Brief.
In the passage about Maria's baking below, what did her great-grandmother use to make bread in place of the usual flour-and-water mixture?
*** Supplied text ***
Chris, a senior leader in the corporate sector, balanced his career in Winnipeg with family life in Niverville. Maria, a stay-at-home mom, devoted what little spare time she had to baking — a passion first ignited years earlier when Chris’s mom introduced her to the craft. She especially loved bringing to life the cherished flavours of her childhood in Eastern Europe, weaving those memories into everything she baked.
Much to her dismay, Chris couldn’t enjoy many of her creations due to chronic digestive issues he’d had since childhood, often triggered by certain foods — especially wheat grains. Being relatively new to Canada, and unfamiliar with many North American food practices, Maria began researching why bread and other traditional foods seemed to cause so many problems for her husband.
Her curiosity eventually led her to the art of fermentation. She began experimenting with sourdough — a clear step up from store-bought breads — but it still triggered Chris’s symptoms.
Then, a childhood memory resurfaced: as a young girl, she had watched her great-grandmother make bread not from the usual flour-and-water mixture, but from fruit. That spark of recollection ignited Maria’s pursuit of recreating and mastering a long-forgotten tradition — the art of wild yeast.
*** End of Supplied text ***
*** Raw data ***
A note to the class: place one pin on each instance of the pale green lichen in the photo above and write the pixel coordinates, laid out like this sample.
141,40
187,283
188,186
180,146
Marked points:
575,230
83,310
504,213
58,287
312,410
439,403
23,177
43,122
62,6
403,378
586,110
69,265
*** End of Raw data ***
*** Raw data ***
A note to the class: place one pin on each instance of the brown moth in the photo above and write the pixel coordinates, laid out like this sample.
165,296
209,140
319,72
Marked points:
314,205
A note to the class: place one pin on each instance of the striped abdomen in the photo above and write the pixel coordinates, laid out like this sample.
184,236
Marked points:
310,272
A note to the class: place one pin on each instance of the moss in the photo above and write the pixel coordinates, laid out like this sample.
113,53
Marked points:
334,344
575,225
*** End of Raw data ***
Output.
Fruit.